WHAT YOU HAVE TO DO: Please gather every line of the records below that contains the word "frame", copying each line in full. Case counts.

Entries from a pointing dataset:
+++++

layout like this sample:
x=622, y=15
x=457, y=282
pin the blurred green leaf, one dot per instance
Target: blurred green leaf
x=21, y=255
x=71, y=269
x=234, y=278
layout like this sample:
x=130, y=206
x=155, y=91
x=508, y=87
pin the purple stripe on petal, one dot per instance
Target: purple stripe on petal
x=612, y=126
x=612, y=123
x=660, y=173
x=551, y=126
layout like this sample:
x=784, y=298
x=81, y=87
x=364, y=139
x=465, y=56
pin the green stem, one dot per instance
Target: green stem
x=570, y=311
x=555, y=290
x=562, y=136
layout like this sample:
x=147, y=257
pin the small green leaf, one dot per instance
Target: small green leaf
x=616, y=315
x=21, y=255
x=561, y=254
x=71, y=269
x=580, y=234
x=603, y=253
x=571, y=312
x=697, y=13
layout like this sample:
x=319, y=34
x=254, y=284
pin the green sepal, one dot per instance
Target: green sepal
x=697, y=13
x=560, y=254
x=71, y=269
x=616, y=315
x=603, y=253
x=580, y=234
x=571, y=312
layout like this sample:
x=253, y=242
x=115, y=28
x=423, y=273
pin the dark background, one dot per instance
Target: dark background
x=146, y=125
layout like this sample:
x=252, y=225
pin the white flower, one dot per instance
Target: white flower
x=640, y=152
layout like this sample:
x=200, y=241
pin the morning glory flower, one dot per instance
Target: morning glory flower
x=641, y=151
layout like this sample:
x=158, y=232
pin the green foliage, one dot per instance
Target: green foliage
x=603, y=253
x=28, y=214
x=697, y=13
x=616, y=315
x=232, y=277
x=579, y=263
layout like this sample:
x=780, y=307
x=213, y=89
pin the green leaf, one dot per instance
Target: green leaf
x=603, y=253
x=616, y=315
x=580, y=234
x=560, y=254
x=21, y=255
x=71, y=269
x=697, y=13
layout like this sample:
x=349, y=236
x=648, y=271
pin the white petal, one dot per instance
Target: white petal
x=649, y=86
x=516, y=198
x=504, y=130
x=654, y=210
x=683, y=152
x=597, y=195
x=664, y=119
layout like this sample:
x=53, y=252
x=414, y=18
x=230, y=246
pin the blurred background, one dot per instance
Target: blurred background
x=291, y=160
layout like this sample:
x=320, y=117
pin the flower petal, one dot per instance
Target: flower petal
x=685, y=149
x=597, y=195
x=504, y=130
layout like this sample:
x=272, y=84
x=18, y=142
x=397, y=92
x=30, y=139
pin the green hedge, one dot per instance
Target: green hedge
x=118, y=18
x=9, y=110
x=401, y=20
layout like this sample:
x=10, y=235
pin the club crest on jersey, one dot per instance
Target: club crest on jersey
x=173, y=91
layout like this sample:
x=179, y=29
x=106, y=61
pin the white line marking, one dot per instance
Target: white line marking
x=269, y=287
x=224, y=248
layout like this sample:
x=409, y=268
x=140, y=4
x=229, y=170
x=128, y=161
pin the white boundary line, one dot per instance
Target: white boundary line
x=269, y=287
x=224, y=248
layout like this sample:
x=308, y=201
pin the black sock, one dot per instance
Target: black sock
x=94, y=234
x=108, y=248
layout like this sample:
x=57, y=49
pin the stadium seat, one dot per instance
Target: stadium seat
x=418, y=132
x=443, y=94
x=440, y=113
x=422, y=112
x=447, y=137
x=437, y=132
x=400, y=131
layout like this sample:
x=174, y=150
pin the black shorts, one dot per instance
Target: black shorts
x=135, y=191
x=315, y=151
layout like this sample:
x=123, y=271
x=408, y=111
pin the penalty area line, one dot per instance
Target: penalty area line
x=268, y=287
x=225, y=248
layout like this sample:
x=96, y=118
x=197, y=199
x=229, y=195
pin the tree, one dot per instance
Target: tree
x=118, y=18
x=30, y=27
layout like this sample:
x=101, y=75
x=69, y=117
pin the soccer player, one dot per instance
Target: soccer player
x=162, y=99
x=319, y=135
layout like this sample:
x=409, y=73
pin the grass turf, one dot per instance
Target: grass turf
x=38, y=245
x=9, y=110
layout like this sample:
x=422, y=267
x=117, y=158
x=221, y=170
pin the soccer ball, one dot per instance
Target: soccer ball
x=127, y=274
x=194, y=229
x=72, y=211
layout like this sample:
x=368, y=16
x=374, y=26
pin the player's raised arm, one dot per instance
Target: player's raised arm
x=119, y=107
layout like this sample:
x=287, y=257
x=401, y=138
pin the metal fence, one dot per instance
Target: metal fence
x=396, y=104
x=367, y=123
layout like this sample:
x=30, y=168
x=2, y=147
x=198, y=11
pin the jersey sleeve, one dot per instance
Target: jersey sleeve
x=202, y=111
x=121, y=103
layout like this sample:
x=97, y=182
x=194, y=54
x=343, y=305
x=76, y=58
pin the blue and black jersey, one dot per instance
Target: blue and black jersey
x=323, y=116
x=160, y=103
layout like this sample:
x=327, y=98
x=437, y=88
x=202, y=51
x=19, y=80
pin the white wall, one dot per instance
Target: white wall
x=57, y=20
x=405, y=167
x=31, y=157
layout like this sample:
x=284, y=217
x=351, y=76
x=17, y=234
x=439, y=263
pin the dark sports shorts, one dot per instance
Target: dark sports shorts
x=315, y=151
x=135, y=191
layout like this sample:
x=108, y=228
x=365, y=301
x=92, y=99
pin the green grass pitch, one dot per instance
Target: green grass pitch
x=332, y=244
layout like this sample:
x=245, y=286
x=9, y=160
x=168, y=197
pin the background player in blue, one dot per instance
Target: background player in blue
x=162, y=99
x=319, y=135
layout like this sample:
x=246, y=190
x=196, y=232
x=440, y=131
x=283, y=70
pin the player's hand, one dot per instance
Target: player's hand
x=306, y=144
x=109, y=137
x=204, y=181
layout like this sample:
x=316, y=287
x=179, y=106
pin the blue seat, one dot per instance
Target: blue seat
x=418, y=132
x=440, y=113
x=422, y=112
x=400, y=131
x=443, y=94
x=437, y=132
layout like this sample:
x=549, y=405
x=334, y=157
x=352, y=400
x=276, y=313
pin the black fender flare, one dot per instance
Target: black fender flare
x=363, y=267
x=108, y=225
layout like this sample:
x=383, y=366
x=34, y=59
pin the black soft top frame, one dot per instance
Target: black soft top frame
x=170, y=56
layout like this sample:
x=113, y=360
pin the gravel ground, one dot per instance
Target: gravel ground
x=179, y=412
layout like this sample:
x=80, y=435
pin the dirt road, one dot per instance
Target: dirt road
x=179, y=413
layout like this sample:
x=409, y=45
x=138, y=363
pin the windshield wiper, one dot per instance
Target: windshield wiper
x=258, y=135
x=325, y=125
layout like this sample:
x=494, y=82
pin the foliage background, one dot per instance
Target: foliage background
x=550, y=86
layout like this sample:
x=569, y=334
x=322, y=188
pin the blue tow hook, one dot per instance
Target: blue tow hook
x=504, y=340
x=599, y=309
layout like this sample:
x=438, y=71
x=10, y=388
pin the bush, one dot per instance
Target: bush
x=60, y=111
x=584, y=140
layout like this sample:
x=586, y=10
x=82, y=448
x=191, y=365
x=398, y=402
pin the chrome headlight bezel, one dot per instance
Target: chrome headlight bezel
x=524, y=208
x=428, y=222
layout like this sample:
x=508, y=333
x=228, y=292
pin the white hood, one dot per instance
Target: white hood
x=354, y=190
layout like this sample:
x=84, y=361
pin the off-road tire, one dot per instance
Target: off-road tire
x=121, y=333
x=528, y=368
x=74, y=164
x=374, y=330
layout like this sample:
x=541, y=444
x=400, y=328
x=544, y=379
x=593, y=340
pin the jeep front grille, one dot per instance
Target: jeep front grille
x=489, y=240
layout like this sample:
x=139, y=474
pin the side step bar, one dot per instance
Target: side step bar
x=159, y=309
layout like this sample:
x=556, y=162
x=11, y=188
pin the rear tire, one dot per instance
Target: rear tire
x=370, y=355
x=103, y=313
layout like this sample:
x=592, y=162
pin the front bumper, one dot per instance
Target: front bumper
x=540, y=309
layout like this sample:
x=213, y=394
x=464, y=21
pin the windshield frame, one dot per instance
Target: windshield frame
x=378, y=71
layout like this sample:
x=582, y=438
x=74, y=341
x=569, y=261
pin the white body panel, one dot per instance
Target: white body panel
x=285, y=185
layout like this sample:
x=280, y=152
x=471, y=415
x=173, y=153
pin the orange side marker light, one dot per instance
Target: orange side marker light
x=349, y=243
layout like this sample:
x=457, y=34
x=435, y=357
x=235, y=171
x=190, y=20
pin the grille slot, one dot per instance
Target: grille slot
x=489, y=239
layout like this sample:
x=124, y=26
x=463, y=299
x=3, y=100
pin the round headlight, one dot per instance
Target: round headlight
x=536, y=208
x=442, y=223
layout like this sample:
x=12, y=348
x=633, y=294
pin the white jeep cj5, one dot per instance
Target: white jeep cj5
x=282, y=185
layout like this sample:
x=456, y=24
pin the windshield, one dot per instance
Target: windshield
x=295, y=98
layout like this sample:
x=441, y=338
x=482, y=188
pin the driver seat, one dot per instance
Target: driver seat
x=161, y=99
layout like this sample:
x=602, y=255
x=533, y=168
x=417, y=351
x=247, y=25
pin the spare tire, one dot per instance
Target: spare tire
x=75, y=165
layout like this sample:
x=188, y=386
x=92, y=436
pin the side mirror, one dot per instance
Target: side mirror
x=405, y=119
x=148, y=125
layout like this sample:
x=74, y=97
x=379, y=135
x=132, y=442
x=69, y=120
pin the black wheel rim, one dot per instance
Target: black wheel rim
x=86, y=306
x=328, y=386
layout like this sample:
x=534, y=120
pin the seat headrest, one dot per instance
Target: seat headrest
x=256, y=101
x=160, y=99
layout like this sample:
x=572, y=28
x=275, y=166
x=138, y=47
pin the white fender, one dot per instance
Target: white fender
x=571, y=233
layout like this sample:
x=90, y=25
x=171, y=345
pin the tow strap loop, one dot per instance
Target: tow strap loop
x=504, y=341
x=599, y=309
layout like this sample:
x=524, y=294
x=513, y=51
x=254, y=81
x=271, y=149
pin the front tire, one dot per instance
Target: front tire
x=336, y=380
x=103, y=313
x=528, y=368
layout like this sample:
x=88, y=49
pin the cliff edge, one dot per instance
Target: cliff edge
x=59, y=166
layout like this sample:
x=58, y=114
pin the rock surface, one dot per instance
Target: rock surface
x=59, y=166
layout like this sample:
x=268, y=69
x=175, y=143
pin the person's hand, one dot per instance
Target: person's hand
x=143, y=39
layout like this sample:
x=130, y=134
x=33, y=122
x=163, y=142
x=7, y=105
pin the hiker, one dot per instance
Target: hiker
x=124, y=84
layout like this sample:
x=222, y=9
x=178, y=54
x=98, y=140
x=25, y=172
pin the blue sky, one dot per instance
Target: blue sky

+++++

EXERCISE SOLUTION:
pin the black soft top frame, one dot per instance
Target: black soft top frame
pin the windshield frame, one dot per instance
Target: windshield frame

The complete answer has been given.